Turn the rows below into a Markdown table with two columns, No. and Line, giving each line its number and leaving out blank lines. Leave the pictures out of the table.
== == ==
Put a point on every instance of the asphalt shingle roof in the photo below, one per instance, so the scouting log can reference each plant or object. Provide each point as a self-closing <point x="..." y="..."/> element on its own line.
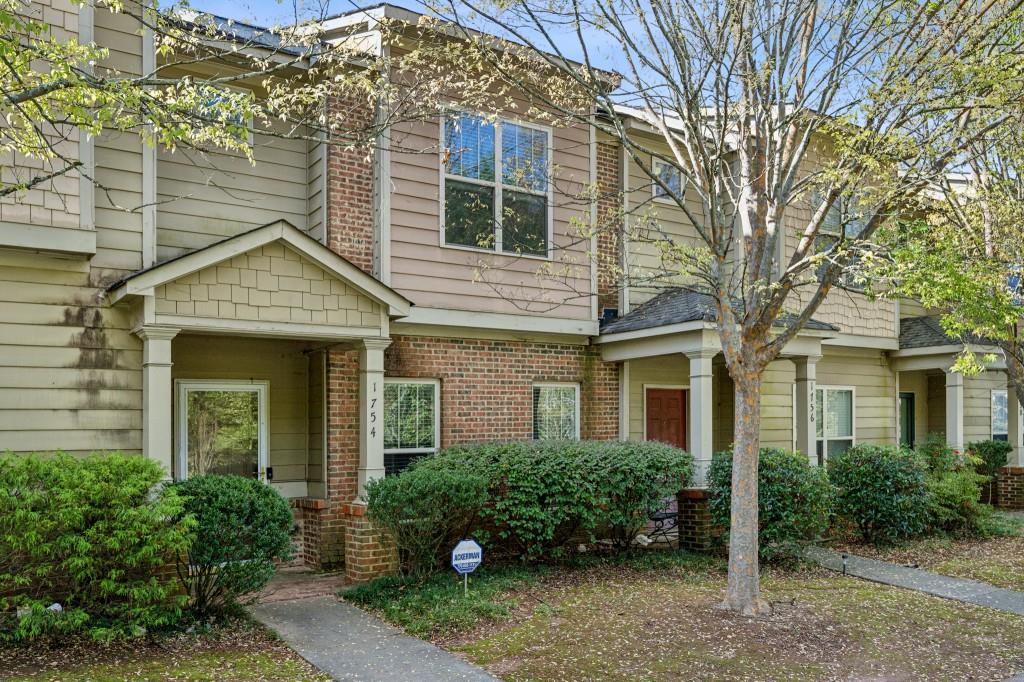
<point x="927" y="331"/>
<point x="677" y="305"/>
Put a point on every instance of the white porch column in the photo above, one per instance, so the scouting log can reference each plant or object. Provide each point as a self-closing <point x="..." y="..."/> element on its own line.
<point x="371" y="411"/>
<point x="700" y="411"/>
<point x="805" y="425"/>
<point x="1015" y="427"/>
<point x="158" y="395"/>
<point x="954" y="410"/>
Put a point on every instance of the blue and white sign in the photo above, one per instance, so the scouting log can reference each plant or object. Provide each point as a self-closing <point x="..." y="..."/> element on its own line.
<point x="466" y="556"/>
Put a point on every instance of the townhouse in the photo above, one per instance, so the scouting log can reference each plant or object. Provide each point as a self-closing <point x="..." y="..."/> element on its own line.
<point x="321" y="318"/>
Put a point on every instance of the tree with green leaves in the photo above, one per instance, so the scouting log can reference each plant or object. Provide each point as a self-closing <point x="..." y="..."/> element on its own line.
<point x="796" y="128"/>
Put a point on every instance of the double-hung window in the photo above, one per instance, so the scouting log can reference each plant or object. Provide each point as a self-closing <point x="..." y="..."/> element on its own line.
<point x="670" y="177"/>
<point x="556" y="412"/>
<point x="412" y="421"/>
<point x="835" y="421"/>
<point x="1000" y="415"/>
<point x="497" y="185"/>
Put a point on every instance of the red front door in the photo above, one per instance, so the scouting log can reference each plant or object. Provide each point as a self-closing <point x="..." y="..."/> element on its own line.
<point x="667" y="416"/>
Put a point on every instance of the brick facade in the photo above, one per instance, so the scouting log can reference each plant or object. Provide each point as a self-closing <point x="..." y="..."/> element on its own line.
<point x="1011" y="487"/>
<point x="609" y="217"/>
<point x="486" y="386"/>
<point x="350" y="189"/>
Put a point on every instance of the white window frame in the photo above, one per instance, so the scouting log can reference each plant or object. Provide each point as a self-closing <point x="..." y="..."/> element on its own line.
<point x="991" y="413"/>
<point x="437" y="415"/>
<point x="499" y="187"/>
<point x="181" y="389"/>
<point x="821" y="418"/>
<point x="655" y="167"/>
<point x="554" y="384"/>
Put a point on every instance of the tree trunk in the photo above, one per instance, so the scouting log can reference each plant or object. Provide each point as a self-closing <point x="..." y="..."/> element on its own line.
<point x="743" y="594"/>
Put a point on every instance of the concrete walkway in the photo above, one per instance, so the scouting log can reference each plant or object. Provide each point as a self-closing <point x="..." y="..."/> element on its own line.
<point x="349" y="644"/>
<point x="960" y="589"/>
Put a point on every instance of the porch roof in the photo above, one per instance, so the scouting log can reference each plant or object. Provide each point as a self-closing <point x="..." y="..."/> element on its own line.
<point x="926" y="332"/>
<point x="145" y="281"/>
<point x="681" y="304"/>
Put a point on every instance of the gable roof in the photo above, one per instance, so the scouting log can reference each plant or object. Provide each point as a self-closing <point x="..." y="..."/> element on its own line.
<point x="927" y="331"/>
<point x="682" y="305"/>
<point x="142" y="282"/>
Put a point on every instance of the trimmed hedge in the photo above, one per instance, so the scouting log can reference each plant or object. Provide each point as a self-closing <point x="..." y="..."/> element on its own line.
<point x="794" y="504"/>
<point x="540" y="495"/>
<point x="243" y="527"/>
<point x="883" y="489"/>
<point x="91" y="535"/>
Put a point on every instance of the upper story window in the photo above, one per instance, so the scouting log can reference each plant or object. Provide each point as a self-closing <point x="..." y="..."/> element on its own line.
<point x="497" y="187"/>
<point x="671" y="177"/>
<point x="1000" y="415"/>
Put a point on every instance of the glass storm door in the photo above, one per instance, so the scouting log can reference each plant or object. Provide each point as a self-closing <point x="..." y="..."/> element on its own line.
<point x="222" y="428"/>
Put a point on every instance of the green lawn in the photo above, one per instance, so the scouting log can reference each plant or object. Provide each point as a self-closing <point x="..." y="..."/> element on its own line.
<point x="240" y="652"/>
<point x="997" y="559"/>
<point x="655" y="617"/>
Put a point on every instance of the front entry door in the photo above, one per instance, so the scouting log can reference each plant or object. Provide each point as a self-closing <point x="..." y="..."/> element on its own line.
<point x="666" y="415"/>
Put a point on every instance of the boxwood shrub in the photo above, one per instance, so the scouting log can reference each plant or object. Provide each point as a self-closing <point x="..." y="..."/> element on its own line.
<point x="541" y="495"/>
<point x="243" y="529"/>
<point x="93" y="536"/>
<point x="883" y="491"/>
<point x="795" y="500"/>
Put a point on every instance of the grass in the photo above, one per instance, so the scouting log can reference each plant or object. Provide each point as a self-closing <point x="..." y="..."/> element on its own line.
<point x="653" y="615"/>
<point x="995" y="557"/>
<point x="240" y="651"/>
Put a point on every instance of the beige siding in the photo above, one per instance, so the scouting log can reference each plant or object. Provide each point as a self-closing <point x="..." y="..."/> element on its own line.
<point x="432" y="275"/>
<point x="283" y="364"/>
<point x="54" y="203"/>
<point x="269" y="284"/>
<point x="875" y="390"/>
<point x="70" y="371"/>
<point x="207" y="198"/>
<point x="978" y="405"/>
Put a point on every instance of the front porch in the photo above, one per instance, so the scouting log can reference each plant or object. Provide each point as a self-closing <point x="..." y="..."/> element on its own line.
<point x="263" y="355"/>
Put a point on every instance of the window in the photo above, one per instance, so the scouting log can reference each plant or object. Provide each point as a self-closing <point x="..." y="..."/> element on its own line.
<point x="556" y="412"/>
<point x="411" y="421"/>
<point x="834" y="425"/>
<point x="671" y="176"/>
<point x="496" y="185"/>
<point x="222" y="428"/>
<point x="1000" y="415"/>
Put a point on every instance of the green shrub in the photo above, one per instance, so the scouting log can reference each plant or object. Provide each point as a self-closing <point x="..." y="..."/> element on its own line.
<point x="542" y="494"/>
<point x="993" y="455"/>
<point x="882" y="489"/>
<point x="426" y="510"/>
<point x="990" y="457"/>
<point x="795" y="500"/>
<point x="91" y="535"/>
<point x="938" y="456"/>
<point x="954" y="501"/>
<point x="243" y="527"/>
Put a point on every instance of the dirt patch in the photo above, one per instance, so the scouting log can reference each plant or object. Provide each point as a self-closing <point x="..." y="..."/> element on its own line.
<point x="186" y="656"/>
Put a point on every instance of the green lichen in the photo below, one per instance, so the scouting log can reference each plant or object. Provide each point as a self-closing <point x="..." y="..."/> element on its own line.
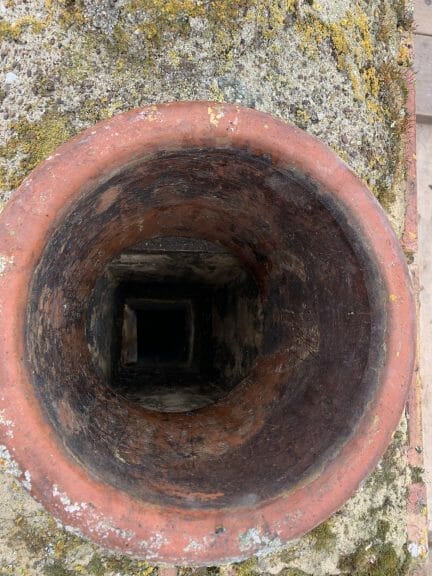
<point x="33" y="142"/>
<point x="375" y="560"/>
<point x="202" y="571"/>
<point x="323" y="537"/>
<point x="56" y="569"/>
<point x="294" y="572"/>
<point x="417" y="473"/>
== == ==
• COMPLETE ANSWER:
| No. | Line |
|---|---|
| 1 | Put a point on every instance of the asphalt shingle roof in the photo below, one per instance, so the scouting log can reference each plant or object. Provide each point as a self-closing <point x="..." y="..."/> element on its own line. |
| 2 | <point x="927" y="331"/> |
| 3 | <point x="677" y="305"/> |
| 4 | Put a point on every instance of the white porch column in the photo above, one per instance, so the scouting log can reference each plant or object. Provide each point as a self-closing <point x="..." y="..."/> element on its own line. |
| 5 | <point x="371" y="411"/> |
| 6 | <point x="700" y="411"/> |
| 7 | <point x="805" y="425"/> |
| 8 | <point x="1015" y="427"/> |
| 9 | <point x="158" y="395"/> |
| 10 | <point x="954" y="410"/> |
| 11 | Put a point on every instance of the blue and white sign in the photo above, one per instance, so the scouting log can reference each plant or object. Provide each point as a self-closing <point x="..." y="..."/> element on its own line. |
| 12 | <point x="466" y="556"/> |
| 13 | Put a point on every instance of the townhouse in the photo above, one per instance, so the scouting log can reference each plant or object. Provide each point as a self-closing <point x="..." y="..."/> element on its own line. |
| 14 | <point x="321" y="318"/> |
| 15 | Put a point on every instance of the tree with green leaves in the photo above, one per instance, so the scouting log can reference each plant or object. Provide each point as a self-closing <point x="..." y="..."/> element on its own line. |
| 16 | <point x="796" y="128"/> |
| 17 | Put a point on every instance of the double-hung window in the photo above, one per instance, so the scouting log can reference each plant or object. Provide each point as a self-closing <point x="..." y="..."/> element on its own line. |
| 18 | <point x="670" y="177"/> |
| 19 | <point x="556" y="412"/> |
| 20 | <point x="412" y="421"/> |
| 21 | <point x="835" y="421"/> |
| 22 | <point x="1000" y="415"/> |
| 23 | <point x="497" y="185"/> |
| 24 | Put a point on every instance of the red front door in the photo above, one per instance, so the scouting log can reference each plant or object. Provide each point as a self-closing <point x="..." y="..."/> element on its own line. |
| 25 | <point x="667" y="416"/> |
| 26 | Put a point on every instance of the brick facade in the photo above, one per instance, so the scouting log can reference each plant or object. Provide each point as a self-closing <point x="..." y="..."/> element on its own line. |
| 27 | <point x="1011" y="487"/> |
| 28 | <point x="609" y="217"/> |
| 29 | <point x="486" y="386"/> |
| 30 | <point x="350" y="189"/> |
| 31 | Put a point on every instance of the white window frame in the photo above, one per instance, so the scouting log can reference each plant or object. Provide each point as a self-closing <point x="..." y="..."/> element on its own line. |
| 32 | <point x="991" y="413"/> |
| 33 | <point x="437" y="415"/> |
| 34 | <point x="499" y="187"/> |
| 35 | <point x="181" y="389"/> |
| 36 | <point x="821" y="418"/> |
| 37 | <point x="655" y="167"/> |
| 38 | <point x="554" y="384"/> |
| 39 | Put a point on every instance of the tree trunk in the photo above, one per instance, so the scouting log can reference each plant or object. Provide each point as a self-closing <point x="..." y="..."/> element on its own line. |
| 40 | <point x="743" y="594"/> |
| 41 | Put a point on every instance of the concrete walkway in the photo above, one per instance, so the scouting log can reference each plant or object. Provide each point as a self-closing <point x="..." y="..."/> element on its own line. |
| 42 | <point x="349" y="644"/> |
| 43 | <point x="960" y="589"/> |
| 44 | Put a point on every instance of the porch roof in the photo above, one per instance, so the scouting log can reference each plant or object. Provide each point as a self-closing <point x="..." y="..."/> element on its own line. |
| 45 | <point x="926" y="332"/> |
| 46 | <point x="145" y="281"/> |
| 47 | <point x="681" y="304"/> |
| 48 | Put a point on every instance of the gable roof in the photo above, one per instance, so the scouting log can reference each plant or object. Provide each point as a self-closing <point x="..." y="..."/> element on its own line. |
| 49 | <point x="927" y="331"/> |
| 50 | <point x="682" y="305"/> |
| 51 | <point x="142" y="282"/> |
| 52 | Put a point on every instance of the trimmed hedge in the photo above, one per instance, so the scouting log can reference each plant or object. Provide each point as a self-closing <point x="..." y="..."/> element on its own line. |
| 53 | <point x="794" y="504"/> |
| 54 | <point x="540" y="495"/> |
| 55 | <point x="243" y="527"/> |
| 56 | <point x="883" y="489"/> |
| 57 | <point x="91" y="535"/> |
| 58 | Put a point on every instance of the upper story window in the photo above, one per instance, so the scouting log can reference each plant or object. Provide each point as a self-closing <point x="..." y="..."/> element on its own line. |
| 59 | <point x="497" y="187"/> |
| 60 | <point x="671" y="177"/> |
| 61 | <point x="1000" y="415"/> |
| 62 | Put a point on every instance of the glass storm door in the photo above, one per instance, so the scouting log can reference each plant or object. Provide each point as a self-closing <point x="..." y="..."/> element on its own line. |
| 63 | <point x="222" y="428"/> |
| 64 | Put a point on every instance of the green lawn in the photo above, one per instance, so the scouting log can reference each plant or object. Provide each point as a self-closing <point x="..." y="..."/> element on its own line. |
| 65 | <point x="240" y="652"/> |
| 66 | <point x="997" y="559"/> |
| 67 | <point x="655" y="617"/> |
| 68 | Put a point on every instance of the front entry door in the photo above, one per instance, so the scouting log can reference each plant or object. Provide each point as a self-closing <point x="..." y="..."/> element on its own line. |
| 69 | <point x="666" y="415"/> |
| 70 | Put a point on every instance of the boxwood shrub in the photo above, one per instance, so the scouting log can reference each plant or object. Provide each point as a self-closing <point x="..." y="..."/> element on its own line. |
| 71 | <point x="541" y="495"/> |
| 72 | <point x="243" y="529"/> |
| 73 | <point x="93" y="536"/> |
| 74 | <point x="883" y="491"/> |
| 75 | <point x="795" y="500"/> |
| 76 | Put a point on every instance of the grass in the photo above, one per instance, so the scouting log can reference each plant or object. Provide each point as a self-closing <point x="..." y="..."/> element on its own line. |
| 77 | <point x="653" y="615"/> |
| 78 | <point x="995" y="557"/> |
| 79 | <point x="240" y="651"/> |
| 80 | Put a point on every instance of the beige siding in the photo above, one per instance, so the scouting log can reference each plant or object. Provide each point as a self-closing <point x="..." y="..."/> element on its own line. |
| 81 | <point x="432" y="275"/> |
| 82 | <point x="283" y="364"/> |
| 83 | <point x="54" y="203"/> |
| 84 | <point x="269" y="284"/> |
| 85 | <point x="875" y="390"/> |
| 86 | <point x="70" y="371"/> |
| 87 | <point x="207" y="198"/> |
| 88 | <point x="978" y="405"/> |
| 89 | Put a point on every instance of the front porch in the photo above, one per instance, so the scouting log can reference each plant or object. Provide each point as a self-closing <point x="..." y="..."/> element on its own line. |
| 90 | <point x="263" y="355"/> |
| 91 | Put a point on every instance of the window in the photo above, one per instance, so the scouting log can reference each plant or object. Provide each point as a self-closing <point x="..." y="..."/> element on its own line. |
| 92 | <point x="556" y="412"/> |
| 93 | <point x="411" y="421"/> |
| 94 | <point x="834" y="425"/> |
| 95 | <point x="671" y="176"/> |
| 96 | <point x="496" y="185"/> |
| 97 | <point x="222" y="428"/> |
| 98 | <point x="1000" y="415"/> |
| 99 | Put a point on every instance of the green shrub in the photo above, one per instance, so the scouting log can reference each plant or object. Provide each point as a self-closing <point x="..." y="..."/> element on its own line. |
| 100 | <point x="542" y="494"/> |
| 101 | <point x="993" y="455"/> |
| 102 | <point x="882" y="489"/> |
| 103 | <point x="426" y="510"/> |
| 104 | <point x="990" y="457"/> |
| 105 | <point x="795" y="500"/> |
| 106 | <point x="91" y="535"/> |
| 107 | <point x="938" y="456"/> |
| 108 | <point x="954" y="501"/> |
| 109 | <point x="243" y="527"/> |
| 110 | Put a point on every instance of the dirt patch in the photo above, one per instance, so the scouting log can reference each plant or object. Provide each point as a self-closing <point x="..." y="..."/> element on its own line. |
| 111 | <point x="186" y="656"/> |
| 112 | Put a point on every instance of the green lichen in the photo below, one per instance, so the scouting log can reference each plant or object. Provide each point as a self-closing <point x="..." y="..."/> element on its own line. |
| 113 | <point x="33" y="142"/> |
| 114 | <point x="375" y="560"/> |
| 115 | <point x="202" y="571"/> |
| 116 | <point x="323" y="537"/> |
| 117 | <point x="56" y="569"/> |
| 118 | <point x="294" y="572"/> |
| 119 | <point x="417" y="473"/> |